▶ Página:

····················

Parecía como si no hubiera ocurrido nada igual desde la batalla del Cinco de Mayo. Lo ocurrido el 14 de marzo de 1965 en el estadio de la Ciudad Universitaria lo repitieron los cronistas deportivos una y otra vez hasta volverlo legendario. América y Guadalajara disputaban el título de Campeón de Campeones . En el minuto 30 el americanista Antonio El Güero Jasso le asestó al delantero Héctor Hernández uno de esos cabezazos que tardan más de 15 días en sanar.
Comenzó la bronca. O, mejor dicho, siguió una bronca que en otra cancha (el Parque Asturias) y en otra fecha (febrero de 1944) habían comenzado a puñetazos el uruguayo Scarone y José El Pelón Gutiérrez –esa tarde nació el Clásico de Clásicos.
Al centro del combate fueron a meterse El Tigre Sepúlveda , que era en la cancha un rayo de la guerra, y el entrón volante americanista Alfonso Portugal .
El árbitro Rafael Valenzuela les mostró la tarjeta roja al Tigre, a Hernández y a Jasso, pero no a Portugal. “No me voy –rugió El Tigre–. Si no se va también Portugal, de aquí solo me sacan muerto”.
Valenzuela ordenó a la autoridad que lo sacara. El Tigre echó a correr. El júbilo explotó en la tribuna: partido de Campeón de Campeones , las autoridades correteando a uno de sus ídolos y el América perdiendo el partido. Se dice que la escena duró 20 minutos hasta que, acorralado, Sepúlveda se quitó la camiseta rojiblanca y la tiró sobre el pasto.

····················

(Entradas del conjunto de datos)
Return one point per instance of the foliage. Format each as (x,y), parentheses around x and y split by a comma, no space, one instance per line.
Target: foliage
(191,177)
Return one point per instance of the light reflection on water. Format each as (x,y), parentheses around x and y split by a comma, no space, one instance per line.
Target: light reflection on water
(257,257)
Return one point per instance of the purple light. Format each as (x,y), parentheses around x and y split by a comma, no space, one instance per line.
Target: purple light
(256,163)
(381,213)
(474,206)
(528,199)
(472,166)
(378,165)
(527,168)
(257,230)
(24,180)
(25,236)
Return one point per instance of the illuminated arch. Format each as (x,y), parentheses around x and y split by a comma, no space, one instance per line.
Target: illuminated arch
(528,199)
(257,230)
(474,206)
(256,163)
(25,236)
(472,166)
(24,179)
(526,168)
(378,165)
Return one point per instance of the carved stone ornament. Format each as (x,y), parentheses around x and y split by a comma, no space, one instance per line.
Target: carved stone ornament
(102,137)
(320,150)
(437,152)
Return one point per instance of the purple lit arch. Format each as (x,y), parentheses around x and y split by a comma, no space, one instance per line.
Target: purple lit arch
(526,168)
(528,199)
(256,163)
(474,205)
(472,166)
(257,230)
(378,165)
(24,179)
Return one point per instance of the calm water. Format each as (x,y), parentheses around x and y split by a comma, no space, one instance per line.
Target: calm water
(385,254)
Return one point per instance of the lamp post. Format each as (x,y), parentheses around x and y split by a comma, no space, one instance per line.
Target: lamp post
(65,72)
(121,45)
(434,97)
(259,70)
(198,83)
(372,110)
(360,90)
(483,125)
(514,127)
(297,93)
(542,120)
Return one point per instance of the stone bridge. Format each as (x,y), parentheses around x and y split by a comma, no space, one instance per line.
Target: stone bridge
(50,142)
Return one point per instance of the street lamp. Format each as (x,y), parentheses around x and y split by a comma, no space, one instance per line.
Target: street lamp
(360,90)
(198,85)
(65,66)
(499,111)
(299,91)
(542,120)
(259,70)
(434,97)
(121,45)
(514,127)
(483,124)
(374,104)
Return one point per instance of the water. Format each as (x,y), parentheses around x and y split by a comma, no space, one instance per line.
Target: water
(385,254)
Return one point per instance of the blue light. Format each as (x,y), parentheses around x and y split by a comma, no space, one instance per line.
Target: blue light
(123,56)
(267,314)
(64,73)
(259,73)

····················

▶ Tarea: Sigue escribiendo la crónica del partido América-Guadalajara de 1965 a partir de donde se queda.

▶ Respuesta:
“¡Con esta tienen!” –dijo, dirigiéndose a los americanistas.
“Y con esa tuvieron”, recordaría años después, porque aquella tarde los Canarios cayeron dos goles a uno.
Sepúlveda, El Tigre Sepúlveda, era el alma en la defensa de un equipo que en poco más de una década (1957-1969) fue siete veces campeón de liga y seis veces campeón de campeones.
En mi casa, el resplandor de aquella escuadra mítica llegó hasta la recámara en la que uno de mis tíos había tapizado las paredes con banderines y fotografías recortadas de revistas deportivas . Ahí reinaban, entre la pintura descarapelada por el tiempo, las figuras de Chava Reyes , El Bigotón Jasso, Sabás Ponce, El Cura Chaires, El Jamaicón Villegas, El Tubo Gómez, El Chololo Díaz, Mellone Gutiérrez, La Pina Arellano… y desde luego El Tigre Sepúlveda.
El Campeonísimo
estaba ahí, de día y de noche, y estaba también cada semana en los partidos en blanco y negro que creo que narraba Fernando Marcos y arrancaban gritos a la concurrencia familiar.
A mí no me tocó ver aquellos días de gloria. Mi alma estuvo con el Guadalajara que cayó estrepitosamente en la década de los 70, arañando siempre el oprobio y el fantasma del descenso. Lloraba en los rincones cada que el marco de Ignacio Calderón era horadado y cada que el Willy Gómez , tirando a gol, mandaba el esférico a las tribunas.
De manera que fui encantado a entrevistar al Tigre Sepúlveda a Guadalajara, una tarde de 1996 en que se avecinaba un clásico más.
Lo encontré en la tienda de artículos deportivos que había abierto desde 1969, el día que en que todo terminó para él. Guillermo Cañedo le había dicho: “A partir de hoy quedas fuera de la selección. Y más te vale cerrar la boca”.
El Tigre era líder de un grupo que intentaba crear un sindicato de futbolistas .
“Recibíamos sueldos ridículos y no gozábamos de ningún derecho, éramos como esclavos de los dueños”. La Federación Mexicana de Futbol lo paró en seco.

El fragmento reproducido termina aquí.